- [TASK TO COMPLETE]
Transcribe the records that follow exactly. Skip the pictures.

╭─ DATA EXTRACTS

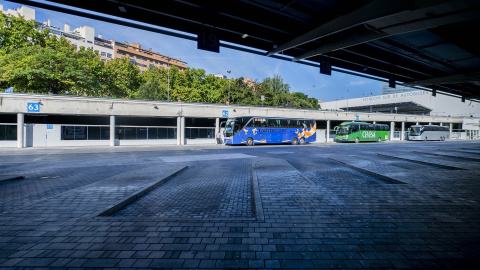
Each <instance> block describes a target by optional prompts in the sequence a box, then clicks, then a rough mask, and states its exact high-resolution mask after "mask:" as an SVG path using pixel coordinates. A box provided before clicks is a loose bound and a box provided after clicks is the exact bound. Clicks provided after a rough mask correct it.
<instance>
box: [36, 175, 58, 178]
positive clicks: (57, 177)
mask: <svg viewBox="0 0 480 270" xmlns="http://www.w3.org/2000/svg"><path fill="white" fill-rule="evenodd" d="M40 178H41V179H55V178H60V175H56V176H42V177H40Z"/></svg>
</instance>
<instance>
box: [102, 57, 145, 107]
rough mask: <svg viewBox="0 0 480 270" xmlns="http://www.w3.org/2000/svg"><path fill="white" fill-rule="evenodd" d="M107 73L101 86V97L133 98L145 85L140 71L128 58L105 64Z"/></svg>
mask: <svg viewBox="0 0 480 270" xmlns="http://www.w3.org/2000/svg"><path fill="white" fill-rule="evenodd" d="M105 68H106V70H105V72H104V73H103V74H102V75H103V76H102V77H101V78H98V79H99V80H100V84H101V86H102V89H101V94H102V95H101V96H107V97H117V98H132V97H134V96H135V93H136V92H137V91H138V88H139V87H140V85H142V84H143V83H145V81H144V79H143V78H142V77H141V76H140V70H139V69H138V67H137V66H135V65H134V64H132V63H131V62H130V60H129V59H128V58H126V57H124V58H121V59H112V60H111V61H109V62H107V63H106V64H105Z"/></svg>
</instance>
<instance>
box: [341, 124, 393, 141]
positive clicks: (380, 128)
mask: <svg viewBox="0 0 480 270" xmlns="http://www.w3.org/2000/svg"><path fill="white" fill-rule="evenodd" d="M334 130H335V131H336V136H335V142H356V143H359V142H374V141H376V142H381V141H386V140H388V137H389V135H390V133H389V128H388V125H384V124H370V123H365V122H343V123H341V124H340V125H339V126H336V127H335V128H334Z"/></svg>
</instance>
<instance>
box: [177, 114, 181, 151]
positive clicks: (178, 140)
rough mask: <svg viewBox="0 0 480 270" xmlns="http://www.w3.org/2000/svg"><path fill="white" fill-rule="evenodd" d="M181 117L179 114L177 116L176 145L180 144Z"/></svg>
mask: <svg viewBox="0 0 480 270" xmlns="http://www.w3.org/2000/svg"><path fill="white" fill-rule="evenodd" d="M181 123H182V117H181V116H179V117H177V145H180V144H181V143H180V142H181V139H182V125H181Z"/></svg>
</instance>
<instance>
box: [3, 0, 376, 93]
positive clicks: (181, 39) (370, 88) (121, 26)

╰─

- [OUTPUT BELOW]
Each <instance> block describes a target by optional prompts in the sequence a box, then clicks, then a rough mask, and states its exact high-resolution mask after "mask:" as an SVG path using pixel coordinates. A box provided before clicks is a loose bound and a box provided after clicks is the exact bound. Clicks provided after a rough mask correct it.
<instance>
box: [36, 175, 58, 178]
positive clicks: (57, 177)
mask: <svg viewBox="0 0 480 270" xmlns="http://www.w3.org/2000/svg"><path fill="white" fill-rule="evenodd" d="M40 178H41V179H55V178H60V175H56V176H42V177H40Z"/></svg>
</instance>
<instance>
box: [102, 57, 145, 107]
rough mask: <svg viewBox="0 0 480 270" xmlns="http://www.w3.org/2000/svg"><path fill="white" fill-rule="evenodd" d="M107 73L101 86V97L133 98L145 85L140 71L128 58L105 64Z"/></svg>
mask: <svg viewBox="0 0 480 270" xmlns="http://www.w3.org/2000/svg"><path fill="white" fill-rule="evenodd" d="M105 68H106V70H105V72H104V73H103V74H102V75H103V76H102V77H101V78H98V79H99V80H100V84H101V86H102V89H101V94H102V95H101V96H107V97H117V98H132V97H134V96H135V93H136V92H137V91H138V88H139V87H140V85H142V84H143V83H145V81H144V79H143V78H142V77H141V76H140V70H139V69H138V67H137V66H135V65H134V64H132V63H131V62H130V60H129V59H128V58H126V57H124V58H121V59H112V60H111V61H109V62H107V63H106V64H105Z"/></svg>
</instance>
<instance>
box: [341, 124, 393, 141]
positive clicks: (380, 128)
mask: <svg viewBox="0 0 480 270" xmlns="http://www.w3.org/2000/svg"><path fill="white" fill-rule="evenodd" d="M334 130H335V131H336V136H335V142H356V143H359V142H374V141H376V142H381V141H386V140H388V137H389V135H390V133H389V128H388V125H384V124H370V123H365V122H343V123H341V124H340V125H339V126H336V127H335V128H334Z"/></svg>
</instance>
<instance>
box: [177, 114, 181, 151]
positive clicks: (178, 140)
rough mask: <svg viewBox="0 0 480 270" xmlns="http://www.w3.org/2000/svg"><path fill="white" fill-rule="evenodd" d="M181 117L179 114L177 116L176 145L180 144Z"/></svg>
mask: <svg viewBox="0 0 480 270" xmlns="http://www.w3.org/2000/svg"><path fill="white" fill-rule="evenodd" d="M181 123H182V117H181V116H179V117H177V145H180V144H181V143H180V142H181V139H182V125H181Z"/></svg>
</instance>
<instance>
box: [3, 0, 376, 93]
positive clicks: (181, 39) (370, 88) (121, 26)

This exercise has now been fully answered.